-- begin SOURCE TEXT --
Annex - Guidance on System Design Limitationsof Ballast Water Management Systems and Their Monitoring

1 The purpose of this document is to expand on the information provided in the Code for approval of ballast water management systems (BWMS Code) concerning the inclusion of System Design Limitations (SDL) on the Type Approval Certificates of ballast water management systems (BWMS).

2 With a view to increasing global consistency in the application of SDL and the implementation of self-monitoring, this document also provides recommendations to Administrations and manufacturers of BWMS concerning:

.1 potential SDL for the various types of technologies used in BWMS; and
.2 self-monitoring parameters that may be associated with these SDL.

System Design Limitations approach

3 BWMS used to comply with the Convention are approved by the Administration taking into account the BWMS Code. This Code include standardized tests (e.g. specifying salinity ranges and other challenge water parameters) that are designed to demonstrate the proper function of BWMS in these conditions, and thereby screen out those systems that would not meet the ballast water performance standard described in regulation D-2.

4 However, an approved BWMS might not be appropriate for all ships or all situations. Also, some ships need assurances that BWMS will be capable of operating in conditions that are more challenging than those included in the standardized tests. The SDL approach is intended to complement the standardized tests in the BWMS Code by providing validated information on the conditions for which an individual BWMS is designed. This information is communicated transparently on the Type Approval Certificate to stakeholders, such as the shipowners who are required by the Convention to meet the D-2 standard during every ballast water discharge and crew members who will operate BWMS.

5 SDLs should be identified and validated for each specific BWMS presented for approval. The SDL approach provides a process to identify and provide information to the end user on performance expectations for the system. The SDL approach has two objectives:

.1 to ensure that the performance of the BWMS has been transparently assessed with respect to the known water quality and/or operational parameters that are important to its proper function, including those that may not otherwise be provided for in the Code;
.2 to provide transparent oversight of manufacturer's BWMS performance claims that may go beyond the specific criteria in the Code.

6 The term "System Design Limitations" refers to the physical and/or operational limitations inherent in the design of the BWMS itself, as opposed to the minimum criteria within the BWMS Code. The term does not refer to regulatory restrictions on when the BWMS may or may not be used.
-- end SOURCE TEXT --
-- begin GIVEN DATA --
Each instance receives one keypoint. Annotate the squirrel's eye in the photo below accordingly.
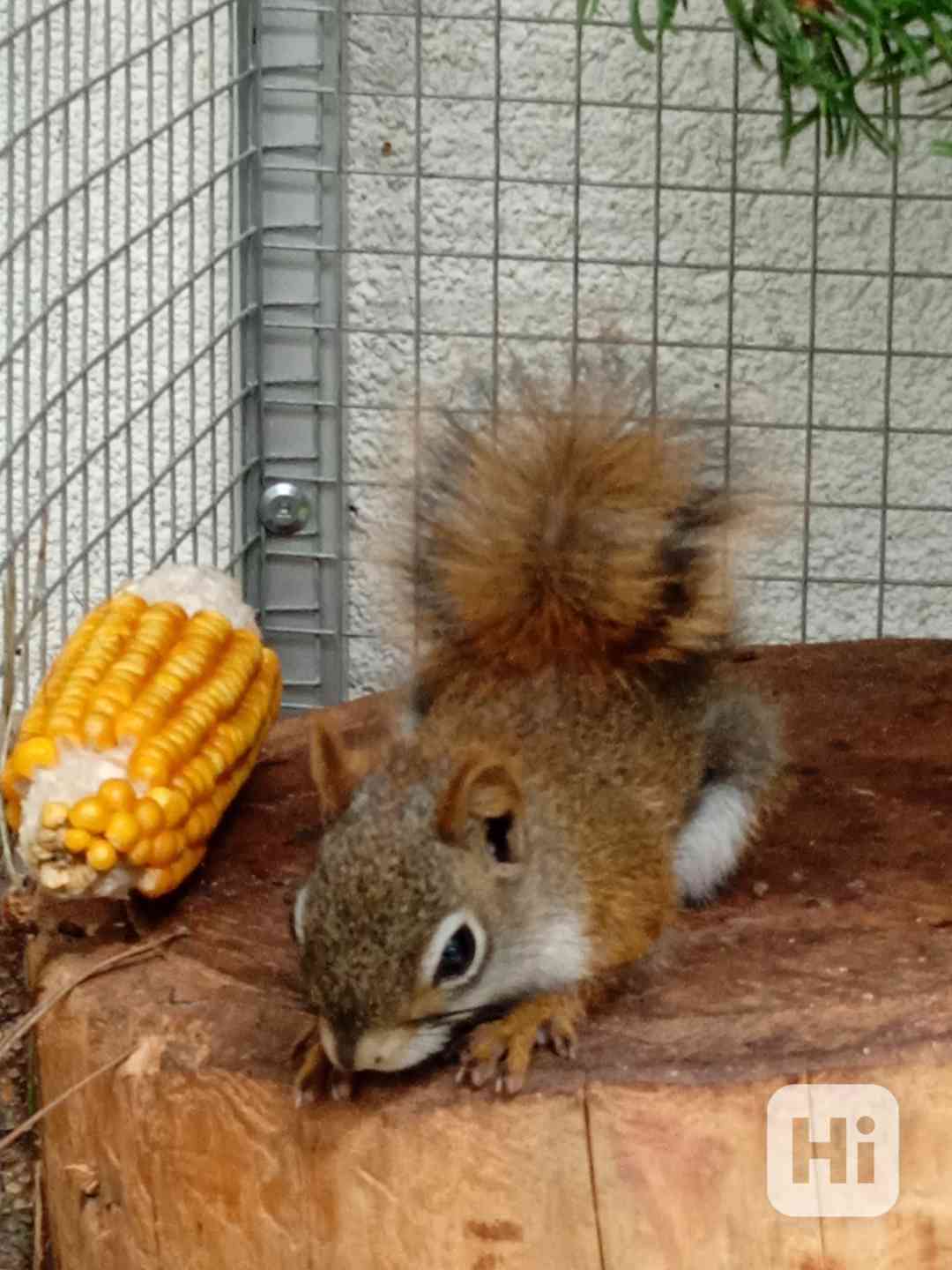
-- end GIVEN DATA --
WHAT THIS EXERCISE ASKS
[a] Translate this sentence from the ballast water guidance into Spanish: "However, an approved BWMS might not be appropriate for all ships or all situations."
[b] Answer these from the ballast water guidance:
(i) Which regulation describes the ballast water performance standard?
(ii) On what document is SDL information communicated to stakeholders?
(iii) How many objectives does the SDL approach have?
[c] Continue the ballast water guidance on System Design Limitations from its last paragraph.

EXPECTED RESULTS
[a] Sin embargo, un BWMS aprobado podría no ser adecuado para todos los buques ni para todas las situaciones.

[b]
(i) Regulation D-2
(ii) The Type Approval Certificate
(iii) Two

[c]
7 The SDL approach unfolds through the following steps:

.1 the manufacturer identifies the parameters to which the BWMS is sensitive and that are important to the proper operation of the BWMS, together with claimed high and/or low values for which the BWMS is capable of achieving the D-2 standard, and the proposed methods for validating these claims (paragraph 1.3.5 of the annex to the BWMS Code;
.2 the Administration evaluates the basis for the manufacturer's claims and the suitability and reliability of the methods proposed to validate the claims (paragraphs 1.14 to 1.15 of the annex to the BWMS Code;
.3 the Administration oversees the validation of the manufacturer's claimed SDLs through a rigorous evidence-based assessment, which may include testing integrated with the specific tests identified in the BWMS Code and/or the use of existing data and/or models (part 6 of the annex to the BWMS Code);
.4 the Administration includes SDLs on the Type Approval Certificate, listed under the heading "This equipment has been designed for operation in the following conditions" (paragraph 7.1.6 of the annex to the BWMS Code), and the manufacturer integrates the SDLs into the self-monitoring system of the BWMS where appropriate and practical (paragraph 4.17 of the body of the BWMS Code); and
.5 the Administration includes all documentation associated with the validation of applicable SDLs in the type approval report of the BWMS (paragraph 6.6 of the annex to the BWMS Code).

8 On the model Type Approval Certificate shown in the appendix to the BWMS Code, the heading "This equipment has been designed for operation in the following conditions" is distinct from the headings pertaining to "Limiting Operational Conditions" and "other restrictions." If no other restriction is to be imposed, the Administration should write the word "nil" in the "other restrictions" sections in order to clearly indicate that SDLs do not directly constitute a restriction.

System Design Limitations identification

9 Essentially, SDLs are the BWMS-specific water quality parameters (environmental factors) and/or operational parameters (arising from the BWMS design) that are important to the operation of the system and for which the BWMS is designed to achieve the D-2 standard.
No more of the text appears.